■ Task ■
Copy out every line of the records below word for word, with nothing changed.

— Start Given records —

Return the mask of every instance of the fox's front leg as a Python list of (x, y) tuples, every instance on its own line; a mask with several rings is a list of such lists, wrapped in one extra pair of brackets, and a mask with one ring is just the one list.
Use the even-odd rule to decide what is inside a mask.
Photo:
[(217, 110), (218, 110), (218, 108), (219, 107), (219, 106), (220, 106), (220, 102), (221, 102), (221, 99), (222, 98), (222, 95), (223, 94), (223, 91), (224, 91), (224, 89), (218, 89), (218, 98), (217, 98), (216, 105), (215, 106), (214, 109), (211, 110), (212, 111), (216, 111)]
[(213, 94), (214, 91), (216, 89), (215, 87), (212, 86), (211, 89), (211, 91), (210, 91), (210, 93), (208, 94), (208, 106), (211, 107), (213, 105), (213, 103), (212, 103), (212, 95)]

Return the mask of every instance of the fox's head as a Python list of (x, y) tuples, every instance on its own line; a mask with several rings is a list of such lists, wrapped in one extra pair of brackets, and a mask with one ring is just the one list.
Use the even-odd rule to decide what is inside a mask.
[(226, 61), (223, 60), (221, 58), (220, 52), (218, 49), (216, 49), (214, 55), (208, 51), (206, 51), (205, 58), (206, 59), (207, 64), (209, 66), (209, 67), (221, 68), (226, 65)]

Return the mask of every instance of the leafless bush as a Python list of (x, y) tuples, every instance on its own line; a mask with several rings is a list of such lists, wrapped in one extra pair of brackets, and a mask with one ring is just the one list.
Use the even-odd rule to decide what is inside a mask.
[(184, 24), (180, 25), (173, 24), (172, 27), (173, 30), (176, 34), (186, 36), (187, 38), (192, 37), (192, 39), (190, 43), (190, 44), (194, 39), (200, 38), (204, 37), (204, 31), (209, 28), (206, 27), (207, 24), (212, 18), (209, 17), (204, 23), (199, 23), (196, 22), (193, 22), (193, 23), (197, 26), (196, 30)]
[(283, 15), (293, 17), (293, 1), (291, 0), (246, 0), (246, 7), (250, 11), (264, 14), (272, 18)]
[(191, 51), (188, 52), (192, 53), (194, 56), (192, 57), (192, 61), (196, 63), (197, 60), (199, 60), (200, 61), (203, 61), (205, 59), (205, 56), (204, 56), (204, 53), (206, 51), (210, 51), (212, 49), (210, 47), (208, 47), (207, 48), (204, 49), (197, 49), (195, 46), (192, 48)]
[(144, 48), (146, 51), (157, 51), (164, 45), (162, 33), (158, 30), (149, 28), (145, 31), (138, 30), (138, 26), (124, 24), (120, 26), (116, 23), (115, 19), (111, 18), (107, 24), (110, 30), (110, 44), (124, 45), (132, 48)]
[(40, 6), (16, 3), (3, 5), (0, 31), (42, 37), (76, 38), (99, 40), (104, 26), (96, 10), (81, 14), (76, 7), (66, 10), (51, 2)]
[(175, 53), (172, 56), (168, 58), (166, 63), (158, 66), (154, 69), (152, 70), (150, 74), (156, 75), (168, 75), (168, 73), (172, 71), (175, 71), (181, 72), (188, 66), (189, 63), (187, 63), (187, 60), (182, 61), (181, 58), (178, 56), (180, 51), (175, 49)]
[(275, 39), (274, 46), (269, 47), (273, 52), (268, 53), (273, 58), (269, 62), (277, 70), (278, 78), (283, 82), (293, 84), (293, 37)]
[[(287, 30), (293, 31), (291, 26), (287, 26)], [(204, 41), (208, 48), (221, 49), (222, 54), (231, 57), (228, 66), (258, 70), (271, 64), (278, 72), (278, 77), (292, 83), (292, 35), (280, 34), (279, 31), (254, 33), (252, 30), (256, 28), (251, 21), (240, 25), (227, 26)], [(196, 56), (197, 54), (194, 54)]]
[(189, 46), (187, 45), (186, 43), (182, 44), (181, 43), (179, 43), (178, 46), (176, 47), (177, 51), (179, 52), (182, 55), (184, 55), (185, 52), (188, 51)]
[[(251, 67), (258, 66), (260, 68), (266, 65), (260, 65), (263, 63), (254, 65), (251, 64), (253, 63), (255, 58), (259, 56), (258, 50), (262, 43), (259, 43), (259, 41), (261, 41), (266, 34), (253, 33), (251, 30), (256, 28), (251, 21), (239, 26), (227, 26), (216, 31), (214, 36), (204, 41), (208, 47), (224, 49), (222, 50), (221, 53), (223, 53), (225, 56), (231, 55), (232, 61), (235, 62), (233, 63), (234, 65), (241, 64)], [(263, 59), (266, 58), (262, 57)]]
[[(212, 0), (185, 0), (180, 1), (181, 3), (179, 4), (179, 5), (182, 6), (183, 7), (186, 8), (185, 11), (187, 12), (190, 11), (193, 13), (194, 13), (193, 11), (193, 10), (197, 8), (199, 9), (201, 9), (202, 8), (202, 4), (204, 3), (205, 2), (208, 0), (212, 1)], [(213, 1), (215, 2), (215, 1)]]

— End Given records —

■ Written answer ■
Return the mask of every instance of the fox's front leg as a Python list of (x, y) tuples, every instance on its own line; a mask with several rings is a list of such lists, wrapped in one extra pair of brackets, and a mask with one ring is just the one list.
Use the even-odd rule to decide what is inside a mask.
Photo:
[(217, 110), (218, 110), (218, 108), (219, 107), (219, 106), (220, 106), (220, 102), (221, 102), (221, 99), (222, 98), (222, 95), (223, 94), (223, 91), (224, 91), (224, 89), (218, 89), (218, 98), (217, 98), (216, 105), (215, 106), (214, 109), (211, 110), (212, 111), (216, 111)]
[(213, 94), (214, 91), (216, 89), (215, 87), (212, 86), (211, 89), (211, 91), (210, 91), (210, 93), (208, 94), (208, 106), (211, 107), (213, 105), (213, 103), (212, 103), (212, 95)]

Return the mask of every instance of the fox's head as a Python list of (x, y) tuples, every instance on its own line; a mask with several rings is a list of such lists, wrapped in one extra pair of brackets, and a mask with one ring is just the one list.
Use the even-odd rule to decide what is inside a mask.
[(226, 61), (223, 60), (221, 58), (220, 52), (218, 49), (216, 49), (214, 55), (208, 51), (206, 51), (205, 58), (206, 59), (207, 64), (209, 66), (209, 67), (221, 68), (226, 65)]

Return the mask of every instance of the leafless bush as a Python list of (x, y) tuples, every instance on its own line; a mask with several rings is a list of such lists, wrapped in one extra pair of brackets, and a mask with one ring is just the one list.
Use the even-odd rule to decide what is inside a mask.
[(184, 24), (180, 25), (173, 24), (172, 27), (173, 30), (176, 34), (186, 36), (187, 38), (192, 37), (192, 39), (190, 43), (190, 44), (194, 39), (200, 38), (204, 37), (204, 31), (209, 28), (206, 27), (207, 24), (212, 18), (209, 17), (204, 23), (199, 23), (196, 22), (193, 22), (193, 23), (197, 26), (196, 30)]
[(283, 15), (293, 17), (293, 1), (291, 0), (246, 0), (246, 7), (250, 11), (264, 14), (272, 18)]
[(191, 51), (188, 52), (192, 53), (194, 56), (192, 57), (192, 61), (196, 63), (197, 60), (199, 60), (200, 61), (203, 61), (205, 59), (205, 56), (204, 56), (204, 53), (206, 51), (210, 51), (212, 49), (210, 47), (208, 47), (207, 48), (204, 49), (197, 49), (195, 46), (192, 48)]
[(144, 48), (146, 51), (157, 51), (164, 45), (162, 33), (158, 30), (149, 28), (145, 31), (138, 30), (138, 26), (124, 24), (120, 26), (116, 23), (115, 19), (111, 18), (107, 24), (110, 30), (110, 44), (124, 45), (132, 48)]
[(40, 6), (16, 3), (3, 5), (0, 31), (42, 37), (76, 38), (99, 40), (104, 26), (96, 10), (81, 14), (76, 7), (66, 10), (51, 2)]
[(175, 53), (172, 56), (168, 58), (166, 63), (158, 66), (154, 69), (152, 70), (150, 74), (156, 75), (168, 75), (168, 73), (172, 71), (175, 71), (181, 72), (188, 66), (189, 63), (187, 63), (187, 60), (182, 61), (181, 58), (178, 56), (180, 51), (175, 49)]
[(275, 39), (274, 46), (269, 47), (273, 52), (268, 53), (273, 58), (269, 62), (277, 70), (278, 78), (283, 82), (293, 84), (293, 37)]
[[(287, 30), (293, 31), (291, 26), (287, 26)], [(204, 41), (208, 48), (221, 49), (222, 54), (231, 57), (228, 66), (258, 70), (271, 64), (278, 72), (278, 77), (292, 83), (292, 35), (280, 34), (279, 31), (254, 33), (252, 30), (256, 28), (251, 21), (240, 25), (227, 26)], [(196, 56), (197, 54), (194, 54)]]
[(189, 46), (187, 45), (186, 43), (182, 44), (181, 43), (179, 43), (178, 46), (176, 47), (177, 51), (179, 52), (182, 55), (184, 55), (185, 52), (188, 51)]
[[(251, 67), (258, 66), (260, 68), (266, 65), (260, 65), (263, 63), (254, 65), (251, 64), (253, 63), (255, 58), (259, 56), (258, 50), (262, 43), (259, 43), (259, 41), (261, 41), (266, 34), (253, 33), (251, 30), (256, 28), (251, 21), (239, 26), (227, 26), (216, 31), (214, 36), (204, 41), (208, 47), (224, 49), (222, 50), (221, 53), (223, 53), (225, 56), (231, 55), (232, 61), (235, 62), (233, 63), (234, 65), (241, 64)], [(263, 59), (266, 58), (262, 57)]]
[[(212, 0), (185, 0), (180, 1), (181, 3), (179, 4), (179, 5), (182, 6), (183, 7), (186, 8), (185, 11), (187, 12), (190, 11), (193, 13), (194, 13), (193, 11), (193, 10), (197, 8), (199, 9), (201, 9), (202, 8), (202, 4), (204, 3), (205, 2), (208, 0), (212, 1)], [(213, 1), (215, 2), (215, 1)]]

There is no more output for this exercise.